Required work
a – In the UFO excerpt, why did Dr. John Mack come to treat the abduction accounts as more than hallucination or dreams, despite his early skepticism? Answer in one to three sentences.
b – Answer these questions from the UFO excerpt:
(i) With how many people claiming alien abduction did Mack work?
(ii) For which book did Mack win a Pulitzer Prize?
(iii) Which two government bodies investigated reported UFO sightings in the 1950s?
c – Pick up the UFO excerpt after its final sentence and keep writing.

[[ Selected text, beginning ]]

One world-renowned figure who surprised his scientific colleagues by trying to take an open-minded look at the world of UFOs is Dr. John Mack, a professor of psychiatry at Harvard medical school. Mack, an author of more than 150 scholarly articles, worked over the past decade with more than 100 people who claimed to have been abducted by aliens. He acknowledges he, too, was skeptical at first. "The psychiatrist in me is trained to distinguish mental states like when someone is hallucinating, having some kind of psychotic episode or confusion around a dream," he told Maclean's. "But the clinician in me said these people were talking about these encounters the way people talk about what is really happening to them."
In 1994, Mack, who won a Pulitzer Prize for his 1976 biography of T. E. Lawrence, published Abduction: Human Encounters with Aliens. The book, which relates the experiences of 13 self-described abductees, went on to become a best-seller -- and to irritate Harvard officials. They questioned his research methods, forcing Mack to vigorously defend his work before a university review board. The board accepted his methodology, but not before his reputation was sullied in a number of major U.S. newspapers.
People in high places, though, have long been curious about extraterrestrials. In the 1950s, alongside civilian groups, the department of national defence and the RCMP investigated reported sightings of UFOs. Ottawa also funded the work of department of transport engineer Wilbert Smith, who was trying to figure out how they made it to Earth. "Smith was studying anti-gravity propulsion -- if something was travelling through the stars, how would it be able to manipulate gravity," explains Campagna.

[[ Selected text, end ]]
[[ Provided records, beginning ]]

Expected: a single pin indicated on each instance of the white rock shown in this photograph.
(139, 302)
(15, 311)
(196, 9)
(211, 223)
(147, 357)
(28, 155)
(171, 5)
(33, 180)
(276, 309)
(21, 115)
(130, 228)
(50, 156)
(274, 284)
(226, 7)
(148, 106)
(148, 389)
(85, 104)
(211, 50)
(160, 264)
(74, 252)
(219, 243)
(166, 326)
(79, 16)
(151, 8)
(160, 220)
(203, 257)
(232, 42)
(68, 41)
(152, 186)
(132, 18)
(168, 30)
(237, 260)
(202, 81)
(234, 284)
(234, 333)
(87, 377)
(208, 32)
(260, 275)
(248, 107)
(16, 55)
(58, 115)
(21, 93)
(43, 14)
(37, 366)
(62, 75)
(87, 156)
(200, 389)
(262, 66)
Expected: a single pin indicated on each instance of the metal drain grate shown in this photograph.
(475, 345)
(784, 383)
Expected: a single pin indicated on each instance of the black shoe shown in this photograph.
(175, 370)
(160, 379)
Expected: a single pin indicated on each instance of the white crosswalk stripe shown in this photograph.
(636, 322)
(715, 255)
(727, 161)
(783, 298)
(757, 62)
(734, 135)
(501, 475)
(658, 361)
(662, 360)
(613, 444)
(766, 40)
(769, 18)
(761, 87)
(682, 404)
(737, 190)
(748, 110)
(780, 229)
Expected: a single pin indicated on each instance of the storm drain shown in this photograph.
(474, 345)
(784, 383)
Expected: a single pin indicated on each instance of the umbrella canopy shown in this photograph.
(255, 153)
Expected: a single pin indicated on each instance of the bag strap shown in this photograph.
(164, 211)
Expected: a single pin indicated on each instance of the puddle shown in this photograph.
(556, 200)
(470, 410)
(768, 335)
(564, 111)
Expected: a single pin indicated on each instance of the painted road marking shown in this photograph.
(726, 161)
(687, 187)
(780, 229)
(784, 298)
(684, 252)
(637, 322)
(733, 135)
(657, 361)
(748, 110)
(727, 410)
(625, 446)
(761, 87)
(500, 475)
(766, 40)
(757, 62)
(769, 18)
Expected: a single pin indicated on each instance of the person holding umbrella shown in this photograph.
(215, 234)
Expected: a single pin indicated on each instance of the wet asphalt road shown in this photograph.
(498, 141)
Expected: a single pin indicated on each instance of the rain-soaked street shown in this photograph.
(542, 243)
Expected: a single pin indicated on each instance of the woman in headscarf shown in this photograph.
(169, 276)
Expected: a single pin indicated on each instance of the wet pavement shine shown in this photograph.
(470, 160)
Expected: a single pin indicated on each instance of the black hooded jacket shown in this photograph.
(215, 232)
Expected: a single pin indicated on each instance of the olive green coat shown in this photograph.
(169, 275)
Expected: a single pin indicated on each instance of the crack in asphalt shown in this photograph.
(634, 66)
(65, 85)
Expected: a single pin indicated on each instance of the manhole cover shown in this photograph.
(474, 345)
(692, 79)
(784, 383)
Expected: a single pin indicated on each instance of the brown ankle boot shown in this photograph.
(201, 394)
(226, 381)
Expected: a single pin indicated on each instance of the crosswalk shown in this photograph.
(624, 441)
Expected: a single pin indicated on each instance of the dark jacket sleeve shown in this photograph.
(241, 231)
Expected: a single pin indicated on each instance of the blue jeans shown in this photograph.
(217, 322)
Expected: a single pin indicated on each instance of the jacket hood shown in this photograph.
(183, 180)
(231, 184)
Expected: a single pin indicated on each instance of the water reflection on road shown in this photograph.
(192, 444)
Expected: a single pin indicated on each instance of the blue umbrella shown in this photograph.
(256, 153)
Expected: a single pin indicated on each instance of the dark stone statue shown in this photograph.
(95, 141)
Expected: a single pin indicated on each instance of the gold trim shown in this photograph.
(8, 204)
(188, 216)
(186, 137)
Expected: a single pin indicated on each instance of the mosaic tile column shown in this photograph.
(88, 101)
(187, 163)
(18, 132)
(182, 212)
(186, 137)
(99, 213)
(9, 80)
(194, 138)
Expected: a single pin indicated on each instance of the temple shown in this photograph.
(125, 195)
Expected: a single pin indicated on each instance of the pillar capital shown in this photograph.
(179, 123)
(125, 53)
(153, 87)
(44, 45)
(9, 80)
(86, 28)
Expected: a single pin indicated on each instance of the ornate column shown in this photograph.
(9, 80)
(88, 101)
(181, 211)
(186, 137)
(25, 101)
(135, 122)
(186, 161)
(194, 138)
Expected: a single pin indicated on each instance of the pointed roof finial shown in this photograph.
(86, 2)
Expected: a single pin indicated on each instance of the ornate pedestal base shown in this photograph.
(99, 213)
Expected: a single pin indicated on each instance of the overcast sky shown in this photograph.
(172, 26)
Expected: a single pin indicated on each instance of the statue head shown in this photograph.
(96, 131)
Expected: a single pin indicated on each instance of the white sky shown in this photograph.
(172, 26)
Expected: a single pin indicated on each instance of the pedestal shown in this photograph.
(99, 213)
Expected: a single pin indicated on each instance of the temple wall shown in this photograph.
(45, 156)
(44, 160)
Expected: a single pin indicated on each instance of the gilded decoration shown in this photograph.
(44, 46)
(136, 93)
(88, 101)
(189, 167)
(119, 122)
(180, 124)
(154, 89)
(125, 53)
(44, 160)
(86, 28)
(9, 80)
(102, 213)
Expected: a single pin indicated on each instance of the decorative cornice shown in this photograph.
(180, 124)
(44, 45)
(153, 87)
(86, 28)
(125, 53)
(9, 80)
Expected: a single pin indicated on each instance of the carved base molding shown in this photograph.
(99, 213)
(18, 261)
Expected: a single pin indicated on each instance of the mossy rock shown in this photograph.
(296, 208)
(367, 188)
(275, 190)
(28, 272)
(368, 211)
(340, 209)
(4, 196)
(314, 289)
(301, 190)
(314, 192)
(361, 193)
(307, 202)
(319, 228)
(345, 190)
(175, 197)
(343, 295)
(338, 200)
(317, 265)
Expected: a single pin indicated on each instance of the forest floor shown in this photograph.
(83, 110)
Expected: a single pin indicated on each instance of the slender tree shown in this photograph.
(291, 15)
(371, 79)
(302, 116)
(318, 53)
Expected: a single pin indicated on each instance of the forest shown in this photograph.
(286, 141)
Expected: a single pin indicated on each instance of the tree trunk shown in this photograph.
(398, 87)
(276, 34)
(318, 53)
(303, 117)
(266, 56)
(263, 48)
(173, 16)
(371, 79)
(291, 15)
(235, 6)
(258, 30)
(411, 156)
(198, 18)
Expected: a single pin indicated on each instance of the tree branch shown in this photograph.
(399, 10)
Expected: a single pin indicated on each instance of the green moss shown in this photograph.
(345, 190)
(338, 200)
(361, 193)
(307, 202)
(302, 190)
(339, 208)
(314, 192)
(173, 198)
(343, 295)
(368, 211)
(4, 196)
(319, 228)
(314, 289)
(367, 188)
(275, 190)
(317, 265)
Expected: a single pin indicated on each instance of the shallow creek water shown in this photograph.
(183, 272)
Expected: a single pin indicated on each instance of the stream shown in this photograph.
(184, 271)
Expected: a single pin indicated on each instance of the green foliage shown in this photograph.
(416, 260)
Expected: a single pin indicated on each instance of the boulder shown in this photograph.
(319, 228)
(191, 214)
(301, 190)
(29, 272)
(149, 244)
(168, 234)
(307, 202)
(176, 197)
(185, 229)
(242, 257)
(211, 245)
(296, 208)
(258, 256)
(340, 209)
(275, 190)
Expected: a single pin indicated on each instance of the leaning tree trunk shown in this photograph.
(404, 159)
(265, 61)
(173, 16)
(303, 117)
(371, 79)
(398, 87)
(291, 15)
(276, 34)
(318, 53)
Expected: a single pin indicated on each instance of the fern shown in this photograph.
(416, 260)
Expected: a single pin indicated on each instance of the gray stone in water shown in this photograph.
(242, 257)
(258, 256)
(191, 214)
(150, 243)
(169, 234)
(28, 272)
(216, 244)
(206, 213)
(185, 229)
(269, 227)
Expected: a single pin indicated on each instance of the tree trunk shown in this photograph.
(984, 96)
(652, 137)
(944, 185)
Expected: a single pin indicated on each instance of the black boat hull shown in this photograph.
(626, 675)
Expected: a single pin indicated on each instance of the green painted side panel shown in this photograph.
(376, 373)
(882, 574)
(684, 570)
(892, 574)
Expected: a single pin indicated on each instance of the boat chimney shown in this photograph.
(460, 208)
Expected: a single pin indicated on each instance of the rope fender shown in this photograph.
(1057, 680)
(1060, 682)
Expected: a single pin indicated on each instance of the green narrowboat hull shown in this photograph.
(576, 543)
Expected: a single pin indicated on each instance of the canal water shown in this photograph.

[[ Provided records, end ]]

Results for each task
a – Mack's psychiatric training let him recognize hallucinations, psychotic episodes and confusion around dreams. Yet the people he saw described their encounters the way people talk about things that are really happening to them.

b –
(i) More than 100 people.
(ii) His 1976 biography of T. E. Lawrence.
(iii) The department of national defence and the RCMP.

c –
The research grant was small and Smith was soon forced to wrap it up. Then in 1953, the federal government supported another one of his initiatives, providing Smith with a building at Shirleys Bay near Ottawa where he was developing an electronic device that could identify flying objects. Several months later, Smith reported his first detection of an "anomalous disturbance" to the media. But the resulting publicity spooked the federal agencies supporting Smith's work -- they cut off his funding, and the engineer was forced to close shop.
Still, Defence continued to collect UFO reports until 1968, when it handed the task over to the National Research Council; after multiple changes at the NRC, it, too, got out of the UFO business. Since 1996, the task of investigating sightings has been left to nonprofit groups. Between 1989 and 2000, they checked into nearly 3,000 UFO reports. Most could be explained as aircraft or natural phenomena, including stars or meteors. But according to Chris Rutkowski, an astronomer who heads up one of the volunteer organizations, Ufology Research of Manitoba, about five per cent can't be accounted for. This includes one outside Whitehorse, where in 1997 an object shaped like a satellite dish flew at tree-top level as it followed a mother and her three kids down the Klondike highway. "I know how unlikely it is for aliens to reach Earth," says Rutkowski. "But there is a certain percentage of cases that just can't be explained."